### [Excerpts from segmentation records]

· · ·

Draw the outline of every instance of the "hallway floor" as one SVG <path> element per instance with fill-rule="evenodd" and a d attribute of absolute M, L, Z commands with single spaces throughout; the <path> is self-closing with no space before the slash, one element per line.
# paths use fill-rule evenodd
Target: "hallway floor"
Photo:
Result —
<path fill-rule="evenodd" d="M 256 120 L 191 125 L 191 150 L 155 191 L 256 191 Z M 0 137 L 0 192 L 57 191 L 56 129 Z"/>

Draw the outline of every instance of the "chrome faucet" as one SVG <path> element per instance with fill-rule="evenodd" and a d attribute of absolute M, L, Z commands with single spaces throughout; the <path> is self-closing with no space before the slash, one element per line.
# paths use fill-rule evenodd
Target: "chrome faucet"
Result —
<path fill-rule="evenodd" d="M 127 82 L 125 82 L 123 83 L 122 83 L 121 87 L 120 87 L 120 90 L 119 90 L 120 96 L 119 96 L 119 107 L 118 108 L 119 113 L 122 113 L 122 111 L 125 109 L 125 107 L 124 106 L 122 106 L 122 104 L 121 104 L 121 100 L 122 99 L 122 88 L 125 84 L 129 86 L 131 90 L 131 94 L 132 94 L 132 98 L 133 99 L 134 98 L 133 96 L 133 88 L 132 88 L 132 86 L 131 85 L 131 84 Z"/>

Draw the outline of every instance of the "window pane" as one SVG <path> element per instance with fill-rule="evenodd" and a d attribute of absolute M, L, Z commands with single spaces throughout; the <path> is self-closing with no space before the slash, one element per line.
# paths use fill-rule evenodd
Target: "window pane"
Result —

· · ·

Reproduce verbatim the stretch of the records from the very start through the line containing "256 120 L 191", both of those lines included.

### [Exercise solution]
Draw the outline of every instance of the "hallway floor" as one SVG <path> element per instance with fill-rule="evenodd" and a d attribute of absolute M, L, Z commands with single spaces throughout; the <path> is self-closing with no space before the slash, one element per line.
# paths use fill-rule evenodd
Target: "hallway floor"
Photo:
Result —
<path fill-rule="evenodd" d="M 256 120 L 191 125 L 191 150 L 155 191 L 256 191 Z M 0 137 L 0 192 L 57 191 L 56 129 Z"/>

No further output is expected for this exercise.